(Beginning of DATA SUPPLIED)
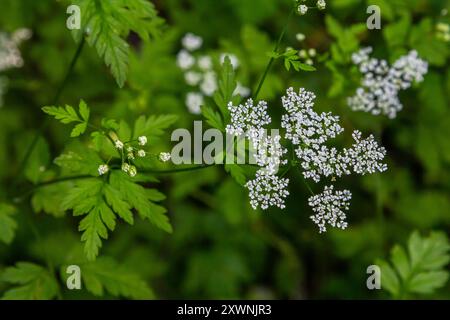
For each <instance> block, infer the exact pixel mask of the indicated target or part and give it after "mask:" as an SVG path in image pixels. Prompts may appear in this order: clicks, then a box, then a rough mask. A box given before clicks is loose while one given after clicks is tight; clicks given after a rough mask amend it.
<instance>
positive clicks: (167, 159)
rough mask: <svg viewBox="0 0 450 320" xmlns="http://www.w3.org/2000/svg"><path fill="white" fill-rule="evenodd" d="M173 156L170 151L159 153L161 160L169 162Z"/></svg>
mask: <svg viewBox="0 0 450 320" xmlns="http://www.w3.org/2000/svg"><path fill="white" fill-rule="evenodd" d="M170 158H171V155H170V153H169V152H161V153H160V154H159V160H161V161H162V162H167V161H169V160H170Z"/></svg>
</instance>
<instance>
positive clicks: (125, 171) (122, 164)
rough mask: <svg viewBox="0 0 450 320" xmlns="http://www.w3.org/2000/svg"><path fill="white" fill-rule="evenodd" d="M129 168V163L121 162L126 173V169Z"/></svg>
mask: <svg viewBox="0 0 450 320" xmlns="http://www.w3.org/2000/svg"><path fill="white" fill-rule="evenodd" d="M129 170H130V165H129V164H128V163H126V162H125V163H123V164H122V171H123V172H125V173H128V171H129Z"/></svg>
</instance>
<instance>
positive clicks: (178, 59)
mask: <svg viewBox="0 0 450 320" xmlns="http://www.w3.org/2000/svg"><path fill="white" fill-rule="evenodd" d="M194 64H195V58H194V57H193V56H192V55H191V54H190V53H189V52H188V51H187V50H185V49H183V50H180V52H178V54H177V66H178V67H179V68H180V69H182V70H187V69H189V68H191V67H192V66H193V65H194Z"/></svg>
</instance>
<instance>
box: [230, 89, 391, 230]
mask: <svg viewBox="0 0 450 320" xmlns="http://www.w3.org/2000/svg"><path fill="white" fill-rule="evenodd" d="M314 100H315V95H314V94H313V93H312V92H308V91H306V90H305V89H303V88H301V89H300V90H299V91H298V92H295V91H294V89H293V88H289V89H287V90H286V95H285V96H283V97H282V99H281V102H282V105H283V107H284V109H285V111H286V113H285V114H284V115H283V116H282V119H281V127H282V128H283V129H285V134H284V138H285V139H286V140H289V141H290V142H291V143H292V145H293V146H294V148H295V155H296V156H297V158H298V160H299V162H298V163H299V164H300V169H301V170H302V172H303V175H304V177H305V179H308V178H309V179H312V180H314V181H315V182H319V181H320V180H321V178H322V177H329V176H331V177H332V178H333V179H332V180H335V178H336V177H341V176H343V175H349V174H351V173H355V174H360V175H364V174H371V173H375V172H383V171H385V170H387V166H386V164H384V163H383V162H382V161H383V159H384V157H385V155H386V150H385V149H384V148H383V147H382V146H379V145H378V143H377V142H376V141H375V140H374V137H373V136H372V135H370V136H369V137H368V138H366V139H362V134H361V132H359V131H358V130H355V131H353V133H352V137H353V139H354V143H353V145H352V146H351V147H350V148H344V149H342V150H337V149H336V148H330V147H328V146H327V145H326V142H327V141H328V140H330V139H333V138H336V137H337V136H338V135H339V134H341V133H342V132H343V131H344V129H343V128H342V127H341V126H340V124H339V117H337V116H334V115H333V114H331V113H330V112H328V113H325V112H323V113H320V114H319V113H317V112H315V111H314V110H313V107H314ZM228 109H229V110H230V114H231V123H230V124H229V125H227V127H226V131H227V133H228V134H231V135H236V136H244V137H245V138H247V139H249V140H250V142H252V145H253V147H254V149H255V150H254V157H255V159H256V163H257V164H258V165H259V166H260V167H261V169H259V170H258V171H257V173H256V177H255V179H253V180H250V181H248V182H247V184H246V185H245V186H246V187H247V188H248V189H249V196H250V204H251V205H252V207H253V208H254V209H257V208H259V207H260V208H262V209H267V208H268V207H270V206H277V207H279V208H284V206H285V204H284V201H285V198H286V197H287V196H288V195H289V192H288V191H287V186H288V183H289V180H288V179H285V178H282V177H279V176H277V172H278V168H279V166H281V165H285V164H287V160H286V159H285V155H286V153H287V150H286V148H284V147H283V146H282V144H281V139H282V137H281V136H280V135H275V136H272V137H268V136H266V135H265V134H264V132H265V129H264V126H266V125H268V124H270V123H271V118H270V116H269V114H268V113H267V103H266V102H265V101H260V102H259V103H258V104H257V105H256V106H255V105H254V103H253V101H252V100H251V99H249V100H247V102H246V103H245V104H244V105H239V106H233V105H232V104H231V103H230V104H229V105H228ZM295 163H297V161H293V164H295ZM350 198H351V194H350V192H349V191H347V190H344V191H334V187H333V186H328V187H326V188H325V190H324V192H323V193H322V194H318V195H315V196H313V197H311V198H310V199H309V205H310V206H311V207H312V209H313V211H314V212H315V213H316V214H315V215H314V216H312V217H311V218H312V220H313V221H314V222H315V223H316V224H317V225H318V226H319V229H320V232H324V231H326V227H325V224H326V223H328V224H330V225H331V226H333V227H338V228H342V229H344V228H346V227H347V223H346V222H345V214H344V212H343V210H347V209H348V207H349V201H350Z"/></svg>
(End of DATA SUPPLIED)
- [WORK REQUEST]
Return each entry exactly as given. Leave the images out.

- [EXPECTED ANSWER]
For each <instance> block, infer the exact pixel mask of the indicated target or part and give it after "mask:" as an SVG path in image pixels. Prompts may appear in this order: clicks, then a box, then a rough mask. A box given before clicks is loose while one given after clicks is tight; clicks given after a rough mask amend it.
<instance>
positive clicks: (167, 159)
rough mask: <svg viewBox="0 0 450 320" xmlns="http://www.w3.org/2000/svg"><path fill="white" fill-rule="evenodd" d="M173 156L170 151L159 153L161 160L169 162Z"/></svg>
mask: <svg viewBox="0 0 450 320" xmlns="http://www.w3.org/2000/svg"><path fill="white" fill-rule="evenodd" d="M170 158H171V155H170V153H169V152H161V153H160V154H159V160H161V161H162V162H167V161H169V160H170Z"/></svg>
</instance>
<instance>
positive clicks: (125, 171) (122, 164)
rough mask: <svg viewBox="0 0 450 320" xmlns="http://www.w3.org/2000/svg"><path fill="white" fill-rule="evenodd" d="M129 168V163L121 162L126 173V169Z"/></svg>
mask: <svg viewBox="0 0 450 320" xmlns="http://www.w3.org/2000/svg"><path fill="white" fill-rule="evenodd" d="M129 170H130V165H129V164H128V163H126V162H125V163H123V164H122V171H123V172H125V173H128V171H129Z"/></svg>
</instance>
<instance>
positive clicks: (178, 59)
mask: <svg viewBox="0 0 450 320" xmlns="http://www.w3.org/2000/svg"><path fill="white" fill-rule="evenodd" d="M194 64H195V58H194V57H193V56H192V55H191V54H190V53H189V52H188V51H187V50H185V49H183V50H180V52H178V54H177V66H178V67H179V68H180V69H182V70H187V69H189V68H191V67H192V66H193V65H194Z"/></svg>
</instance>
<instance>
box: [230, 89, 391, 230]
mask: <svg viewBox="0 0 450 320" xmlns="http://www.w3.org/2000/svg"><path fill="white" fill-rule="evenodd" d="M314 100H315V95H314V94H313V93H312V92H308V91H306V90H305V89H303V88H301V89H300V90H299V91H298V92H295V91H294V89H293V88H289V89H287V90H286V95H285V96H283V97H282V99H281V102H282V105H283V107H284V109H285V111H286V113H285V114H284V115H283V116H282V119H281V127H282V128H283V129H285V134H284V138H285V139H286V140H289V141H290V142H291V143H292V145H293V146H294V148H295V155H296V156H297V158H298V160H299V162H298V163H299V164H300V169H301V170H302V172H303V175H304V177H305V179H308V178H309V179H312V180H314V181H315V182H319V181H320V180H321V178H322V177H329V176H331V177H332V178H333V179H332V180H335V178H336V177H341V176H343V175H349V174H351V173H355V174H360V175H364V174H371V173H375V172H383V171H385V170H387V166H386V164H384V163H383V162H382V161H383V159H384V157H385V155H386V150H385V149H384V148H383V147H382V146H379V145H378V143H377V142H376V141H375V140H374V137H373V136H372V135H370V136H369V137H368V138H366V139H362V134H361V132H359V131H358V130H355V131H353V133H352V137H353V139H354V143H353V145H352V146H351V147H350V148H344V149H342V150H337V149H336V148H330V147H328V146H327V145H326V142H327V141H328V140H330V139H333V138H336V137H337V136H338V135H339V134H341V133H342V132H343V131H344V129H343V128H342V127H341V126H340V124H339V117H337V116H334V115H333V114H331V113H330V112H328V113H325V112H323V113H320V114H319V113H317V112H315V111H314V110H313V107H314ZM228 109H229V110H230V114H231V123H230V124H229V125H227V127H226V131H227V133H228V134H231V135H236V136H244V137H245V138H247V139H249V140H250V142H252V145H253V147H254V149H255V150H254V157H255V159H256V163H257V164H258V165H259V166H260V167H261V169H259V170H258V171H257V173H256V177H255V179H253V180H250V181H248V182H247V184H246V185H245V186H246V187H247V188H248V189H249V196H250V204H251V205H252V207H253V208H254V209H257V208H259V207H260V208H262V209H267V208H268V207H270V206H277V207H279V208H284V206H285V204H284V201H285V198H286V197H287V196H288V195H289V192H288V191H287V186H288V183H289V180H288V179H285V178H282V177H279V176H277V172H278V168H279V166H281V165H285V164H287V160H286V159H285V155H286V153H287V150H286V148H284V147H283V146H282V144H281V139H282V137H281V136H280V135H275V136H272V137H268V136H266V135H265V134H264V132H265V129H264V126H266V125H268V124H270V123H271V118H270V116H269V114H268V113H267V103H266V102H265V101H260V102H259V103H258V104H257V105H256V106H255V105H254V103H253V101H252V100H251V99H249V100H247V102H246V103H245V104H244V105H239V106H233V105H232V104H231V103H230V104H229V105H228ZM295 163H297V161H293V164H295ZM350 198H351V194H350V192H349V191H347V190H344V191H334V187H333V186H328V187H326V188H325V190H324V192H323V193H322V194H318V195H315V196H313V197H311V198H310V199H309V205H310V206H311V207H312V209H313V211H314V212H315V213H316V214H315V215H314V216H312V217H311V218H312V220H313V221H314V222H315V223H316V224H317V225H318V226H319V229H320V232H324V231H326V227H325V224H326V223H328V224H330V225H331V226H333V227H338V228H342V229H344V228H346V227H347V223H346V222H345V214H344V212H343V210H347V209H348V207H349V201H350Z"/></svg>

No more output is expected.